--- START ---

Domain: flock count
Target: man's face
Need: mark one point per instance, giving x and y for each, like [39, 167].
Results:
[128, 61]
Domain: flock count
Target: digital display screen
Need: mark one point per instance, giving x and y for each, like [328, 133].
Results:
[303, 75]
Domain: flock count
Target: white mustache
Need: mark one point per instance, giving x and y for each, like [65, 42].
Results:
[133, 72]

--- END ---
--- START ---

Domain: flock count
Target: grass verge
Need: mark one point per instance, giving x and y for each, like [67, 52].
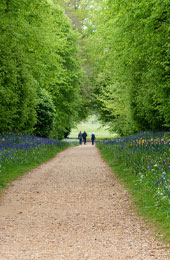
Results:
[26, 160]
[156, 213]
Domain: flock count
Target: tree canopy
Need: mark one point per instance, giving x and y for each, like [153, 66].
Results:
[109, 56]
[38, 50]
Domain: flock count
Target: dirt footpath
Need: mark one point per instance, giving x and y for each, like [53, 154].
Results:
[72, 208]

--- END ---

• What you should do: Based on the entries above, please count how many lines contain the string "Target", and reply with the figure only.

• Completed exercise: 6